:: Problem requirements ::
Quote all of the data exactly as given. Skip every picture it contains.

── Material to process ──

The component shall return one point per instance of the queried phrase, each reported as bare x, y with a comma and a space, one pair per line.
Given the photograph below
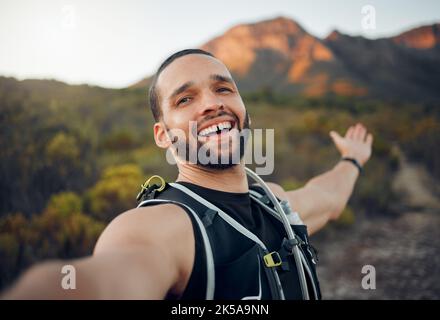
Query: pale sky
116, 43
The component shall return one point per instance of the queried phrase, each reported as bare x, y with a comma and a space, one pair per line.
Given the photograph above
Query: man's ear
161, 135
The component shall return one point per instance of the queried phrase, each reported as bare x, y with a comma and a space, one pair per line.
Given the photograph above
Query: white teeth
215, 127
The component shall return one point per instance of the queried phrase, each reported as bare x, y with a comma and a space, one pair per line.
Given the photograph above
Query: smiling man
211, 234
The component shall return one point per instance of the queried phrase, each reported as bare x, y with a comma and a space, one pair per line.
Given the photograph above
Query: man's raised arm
325, 196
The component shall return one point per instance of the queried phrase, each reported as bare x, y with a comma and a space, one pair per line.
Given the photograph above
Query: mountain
280, 55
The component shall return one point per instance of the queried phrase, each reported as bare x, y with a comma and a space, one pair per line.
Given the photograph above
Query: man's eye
183, 100
224, 89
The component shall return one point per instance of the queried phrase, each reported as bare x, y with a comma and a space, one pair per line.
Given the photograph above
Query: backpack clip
269, 260
150, 190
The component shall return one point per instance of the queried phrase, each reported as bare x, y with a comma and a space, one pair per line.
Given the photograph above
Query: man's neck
229, 180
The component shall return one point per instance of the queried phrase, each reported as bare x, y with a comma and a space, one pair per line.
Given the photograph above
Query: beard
218, 160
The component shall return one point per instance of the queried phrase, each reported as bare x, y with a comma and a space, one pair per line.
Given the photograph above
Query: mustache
220, 114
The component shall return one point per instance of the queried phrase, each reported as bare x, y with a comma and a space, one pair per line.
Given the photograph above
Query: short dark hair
153, 94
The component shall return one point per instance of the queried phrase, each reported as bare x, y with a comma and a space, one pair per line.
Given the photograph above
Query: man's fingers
359, 132
349, 133
369, 139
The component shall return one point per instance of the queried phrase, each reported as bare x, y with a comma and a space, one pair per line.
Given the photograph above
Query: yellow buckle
269, 261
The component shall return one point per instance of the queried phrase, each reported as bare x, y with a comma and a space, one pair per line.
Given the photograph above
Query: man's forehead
190, 68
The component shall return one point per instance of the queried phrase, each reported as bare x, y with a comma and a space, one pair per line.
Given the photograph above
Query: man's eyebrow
181, 89
220, 78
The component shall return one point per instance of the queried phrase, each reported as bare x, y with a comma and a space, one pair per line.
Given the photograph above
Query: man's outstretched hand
355, 144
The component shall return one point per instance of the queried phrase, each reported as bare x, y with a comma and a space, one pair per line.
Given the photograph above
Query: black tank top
244, 210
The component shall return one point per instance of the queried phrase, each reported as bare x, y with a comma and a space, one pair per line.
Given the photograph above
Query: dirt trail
405, 250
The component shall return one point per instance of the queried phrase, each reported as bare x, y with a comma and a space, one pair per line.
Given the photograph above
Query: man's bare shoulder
146, 225
278, 191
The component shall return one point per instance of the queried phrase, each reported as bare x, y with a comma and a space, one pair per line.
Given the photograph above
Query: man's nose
210, 103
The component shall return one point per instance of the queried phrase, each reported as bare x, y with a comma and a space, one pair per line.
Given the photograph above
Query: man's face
199, 89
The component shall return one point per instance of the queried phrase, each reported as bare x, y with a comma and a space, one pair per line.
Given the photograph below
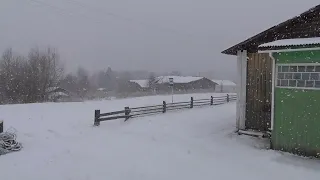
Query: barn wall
259, 91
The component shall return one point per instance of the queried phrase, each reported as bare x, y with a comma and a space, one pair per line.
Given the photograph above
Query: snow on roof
55, 94
143, 83
292, 42
224, 82
178, 79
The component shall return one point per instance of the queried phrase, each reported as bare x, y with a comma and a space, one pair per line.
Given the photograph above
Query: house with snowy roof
225, 86
185, 84
278, 86
182, 84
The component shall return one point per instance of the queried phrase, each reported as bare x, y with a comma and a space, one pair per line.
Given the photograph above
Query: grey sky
161, 35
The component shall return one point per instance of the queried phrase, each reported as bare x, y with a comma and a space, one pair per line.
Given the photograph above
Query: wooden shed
254, 83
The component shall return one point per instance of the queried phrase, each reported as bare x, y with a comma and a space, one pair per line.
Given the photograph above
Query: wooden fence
128, 112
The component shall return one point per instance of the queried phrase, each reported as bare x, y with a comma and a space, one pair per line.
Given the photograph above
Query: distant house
226, 86
185, 84
57, 94
144, 83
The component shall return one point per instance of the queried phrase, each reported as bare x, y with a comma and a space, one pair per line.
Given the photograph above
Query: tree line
29, 78
26, 79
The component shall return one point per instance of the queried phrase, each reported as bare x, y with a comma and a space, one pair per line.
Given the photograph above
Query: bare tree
44, 72
26, 80
83, 83
152, 82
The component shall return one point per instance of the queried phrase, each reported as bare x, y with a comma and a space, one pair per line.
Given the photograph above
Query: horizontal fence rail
128, 113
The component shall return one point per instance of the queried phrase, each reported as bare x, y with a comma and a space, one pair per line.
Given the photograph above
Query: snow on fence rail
128, 112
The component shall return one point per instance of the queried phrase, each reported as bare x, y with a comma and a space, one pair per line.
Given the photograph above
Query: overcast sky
154, 35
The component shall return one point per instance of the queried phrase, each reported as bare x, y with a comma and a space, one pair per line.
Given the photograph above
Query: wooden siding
259, 91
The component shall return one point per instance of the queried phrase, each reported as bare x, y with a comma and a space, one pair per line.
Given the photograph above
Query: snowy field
60, 143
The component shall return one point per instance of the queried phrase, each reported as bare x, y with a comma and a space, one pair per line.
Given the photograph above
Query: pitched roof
224, 82
303, 26
291, 43
143, 83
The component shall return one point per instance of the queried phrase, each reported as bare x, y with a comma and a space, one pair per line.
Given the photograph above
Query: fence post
164, 107
127, 113
96, 117
191, 103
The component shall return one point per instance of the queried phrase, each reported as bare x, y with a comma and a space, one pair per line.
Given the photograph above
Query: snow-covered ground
60, 143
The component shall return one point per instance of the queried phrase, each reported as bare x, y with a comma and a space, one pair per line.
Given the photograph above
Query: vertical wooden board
258, 91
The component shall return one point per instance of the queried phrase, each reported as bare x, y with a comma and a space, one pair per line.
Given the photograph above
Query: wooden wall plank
259, 90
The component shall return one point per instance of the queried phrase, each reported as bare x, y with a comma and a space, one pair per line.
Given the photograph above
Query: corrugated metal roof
292, 42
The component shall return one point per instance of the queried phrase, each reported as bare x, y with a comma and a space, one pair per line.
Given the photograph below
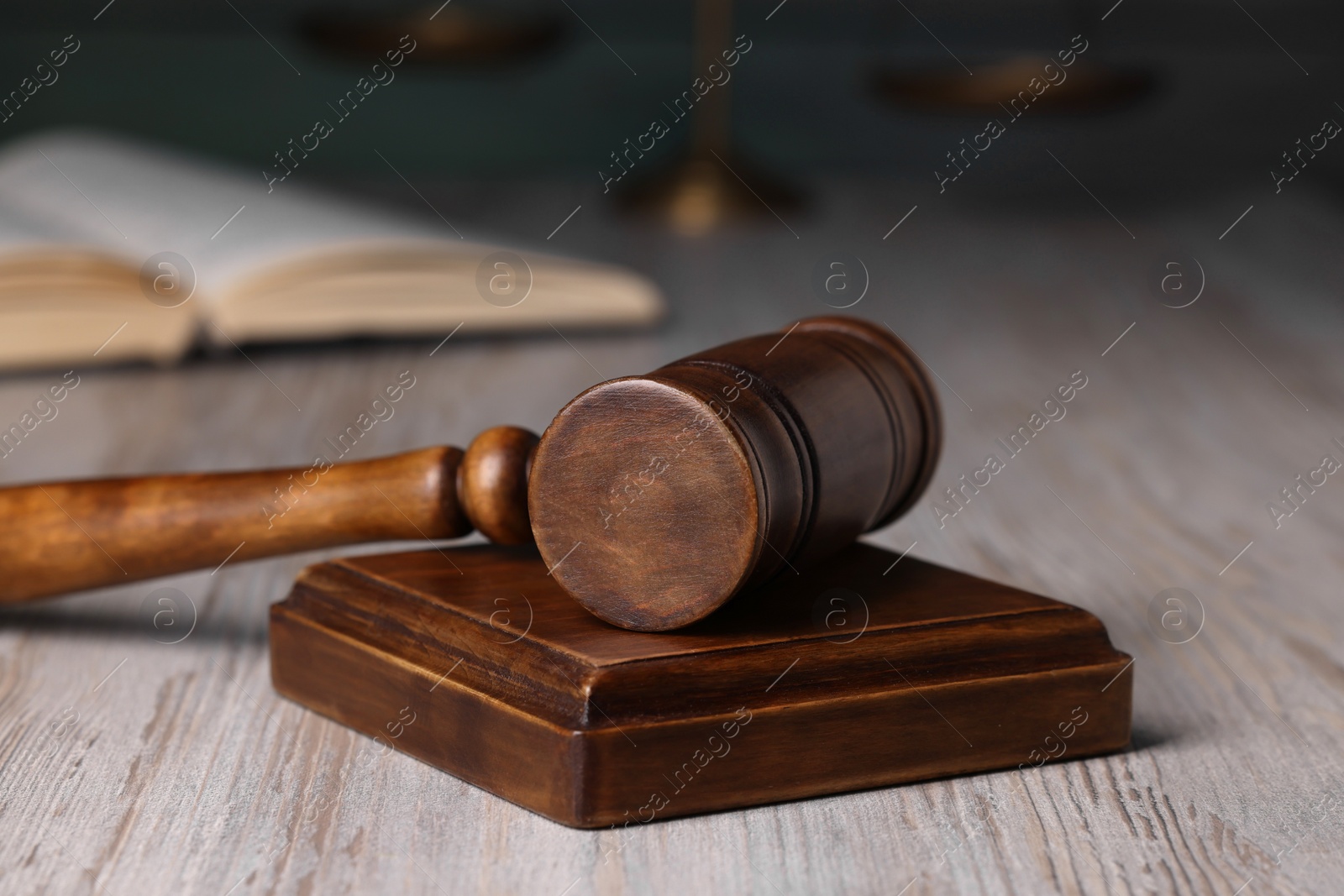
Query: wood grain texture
655, 499
443, 656
186, 774
76, 535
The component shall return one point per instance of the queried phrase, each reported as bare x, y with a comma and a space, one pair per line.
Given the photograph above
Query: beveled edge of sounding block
864, 672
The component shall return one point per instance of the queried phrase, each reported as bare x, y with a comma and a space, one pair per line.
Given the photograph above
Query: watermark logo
1175, 616
168, 614
510, 621
1176, 280
840, 280
503, 280
840, 613
167, 280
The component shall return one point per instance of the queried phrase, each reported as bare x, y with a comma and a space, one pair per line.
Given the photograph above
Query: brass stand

───

:: Full answer ::
The component shall return one point per instance of the queried phrase, each reported as bare x, y with a comma and a space, one pair per line.
Given the photograph below
Query: pale sky
116, 43
The component shall return one point per instance of the queried phrase, each reported as bare x, y with a comma and a space, one pair per line.
Given the photograph above
Query: man's ear
161, 135
The component shall return one point per instance of the queried phrase, each reported as bare x, y with a comma and a space, one pair per line.
Given the photograph above
Query: white teeth
215, 127
The component shall return one point per instance of the queried phrase, each reported as bare x, y with a comma and a space, one pair per line.
Given the photograph above
Query: smiling man
211, 234
The component shall return one point per instance of the queried phrase, each reported as bare x, y with a comma and a space, one pair per line.
Given the photograph above
Query: man's raised arm
325, 196
The component shall return one point per instance of the queried phrase, each reported as bare x, y with a comma and a space, one pair per line.
Given the photograph above
Query: mountain
280, 55
The component shall return one point per instance of the queried phrase, each reported as bare x, y with a comma and a space, one pair per line.
Given the photograph above
Query: man's eye
183, 100
224, 89
The component shall return one point per instance of the queried phrase, each reported as bare x, y with a comma and a space, one pair per line.
Given the photograph above
Query: backpack clip
269, 260
150, 190
The component shall return one point per instance of the queried phrase, each reported as bare x, y with a comma and a space, one pair per line.
Given the photograph above
Query: man's neck
229, 180
The component shall return one point per instance of the queried phrase, each reported as bare x, y with a comma and a space, one pair per line.
Given the photograph above
Query: beard
218, 160
The component shall return one point per instance of the queried phrase, each reported as bare x, y with a comma and a space, one pair per line.
Given the photograph above
Query: mustache
220, 114
The component shall return one point per instance of the queried phrase, each reported as bare x, y with a comma and a space, one pair per line.
Given the photograph above
Query: short dark hair
153, 94
The component shall return one point per instance of the queried phrase, each reported as bare x, y with a comma and a space, one pair per line.
Given the photograph above
Query: man's fingers
359, 132
349, 133
369, 139
The component shall return one point per instance of the queried phrase, each reported as bare x, y with a comma and a space, one pair per line.
Given the photograph above
Query: yellow buckle
269, 261
The component shall return one point per instance of the queried phrase, each reported as bare x, y with a comma and a space, one pair per line.
Given the photograph above
Query: man's forehead
190, 68
The component shall return one point per instance of the queried phrase, each reported as bare x, y with a comma and a space, one pair per line.
Given the photograph above
Query: man's eyebrow
181, 89
220, 78
The component shall return one point per instance of the queried phrase, each reported as bare x, y with a comma and a space, one pair per line.
Given the photograph above
Query: man's outstretched hand
355, 144
The component shall return one point per instance of the queried phrase, each reported as bare x, y with a comma and a space, one pair per line.
Given the photograph above
Query: black tank top
244, 210
The component shall return one point per instance of the queried phrase, each reported as bare x, y with a comma and a space, one pair per line.
Given the photograph above
Query: dirt trail
405, 250
The component shall return one point per instance of the queried phrase, each reported as bare x, y with a comma and a space, one pair per line.
Given the photograph above
Query: man's bare shoulder
146, 225
278, 191
The component shall return one point per instance of the queried phrase, each reported as bare x, y with a comma and a space, one pair per line.
Given the photograph above
Query: man's nose
210, 103
The component shall return one point per instance of the queried phrase, each reported as bare x, y with a comma and a space, one pair per line.
Given the photograph above
Query: man's face
199, 89
The component shall return one point per instance of the queried phrase, each reported as bare x, y with a comma and a space, one pair per line.
Given the photograph below
Query: barn wall
259, 91
The component shall return one point per instance of the queried phrase, each reported as bare x, y with a comma and a space, one pair per line.
Given the photograph above
Query: snow on roof
55, 94
143, 83
292, 42
224, 82
178, 79
The component shall return one point per instance of the queried phrase, each reported as bare x, y with a comma and a space, one pair per line.
Given the photograph above
Query: house with snowy roof
225, 86
185, 84
278, 86
182, 84
The component shall return one point per instance of the queried phrase, each reported as bare x, y with a comma and a space, one pair per line.
Given the photograph above
Query: grey sky
161, 35
The component shall return one point per instance of the queried phrase, each reported as bare x, y with a comma and a space, one pair per line.
Given the photograph above
Query: wooden shed
254, 83
The component shall return one point per instance of the queried phrase, each reported as bare x, y with a comma and a space, one pair per line.
Given the photograph above
Query: wooden fence
128, 112
The component shall return one point per instance of the queried phrase, each reported as bare x, y with a comma and a space, one pair per line.
Given the photograph above
Query: distant house
226, 86
185, 84
57, 94
144, 83
The component shall return one point per instance of the queried phrase, each reported as bare x, y with a comma and a space, one pair per line.
Given the photograph above
Query: tree line
29, 78
26, 79
The component shall return one point per instance of the queried phrase, each reported as bare x, y with a comma and a space, one pair per line.
Given the photograph above
Query: bare tree
44, 72
26, 80
83, 83
152, 82
The component shall return one point per instance of the queried phrase, each reported as bare x, y with a comma and a space, one pair per line.
Given the photograph above
Query: horizontal fence rail
128, 113
The component shall return one point per instance of the queried phrase, each reported as bare x, y with a comma and a space, one pair per line.
Given the photograph above
Query: snow on fence rail
128, 112
The component shall return one point per instance of the queried phrase, each reported as bare x, y with a comma and a space, one pair per line.
Given the photograph above
Query: overcast sky
154, 35
The component shall return one point per instance of the queried phrase, each reported as bare x, y with a comma and a space, one pair per line.
Given the photograph above
Query: wooden siding
259, 91
The component shall return one point per instance of the queried phrase, each reported as bare x, y with a comma and a space, one pair per line.
Given the photograph above
Query: snowy field
60, 143
The component shall return one point per instance of the queried phrase, each reported as bare x, y with a comma and a space, one pair per line.
Given the photograph above
Query: pitched roof
224, 82
303, 26
291, 43
143, 83
The component shall return one point per instance of the queried phrase, each reported as bare x, y with a comma and a space, one pair per line.
Given the photograph above
Query: fence post
164, 107
127, 113
96, 117
191, 103
The component shall return one point per instance of the queried phrase, each reported as bare x, y with a comma and a space, one pair per line.
Given the photograph above
Query: snow-covered ground
60, 143
The component shall return one point per instance of the queried phrase, each reported as bare x, y with a comma and a space, one pair per line.
Given the photograph above
Query: vertical wooden board
258, 91
The component shall return one point per instance of the queried phrase, each reported as bare x, y with a comma and a space, one pair per line.
Given the photograph above
Query: wooden wall plank
259, 90
The component shall return one point per instance of the queried phrase, each reported as bare x, y with a comma and a space, one pair per line.
Given the photograph above
Query: corrugated metal roof
292, 42
The component shall return one point per instance of the queried phrase, each reported as bare x, y with a comma and a space, one pair per line.
Given the photograph below
Query: wood grain texture
655, 499
443, 656
186, 774
76, 535
The component shall return one point per instance of the queried phrase, each reported as bare x, y with a comma and a space, one pair per line.
Given the photograph above
Query: beveled edge of sounding block
864, 672
The component shall return one point per instance of the queried phrase, each reported as bare x, y with a comma and a space, one pair per line.
Given the photograph above
Query: watermark logo
1175, 616
168, 614
510, 621
1176, 280
840, 280
503, 280
840, 613
167, 280
The component shall return one point per instance of the queried phrase, each reported as bare x, y with a comma and a space, one pair per line.
Given the photograph above
Query: brass stand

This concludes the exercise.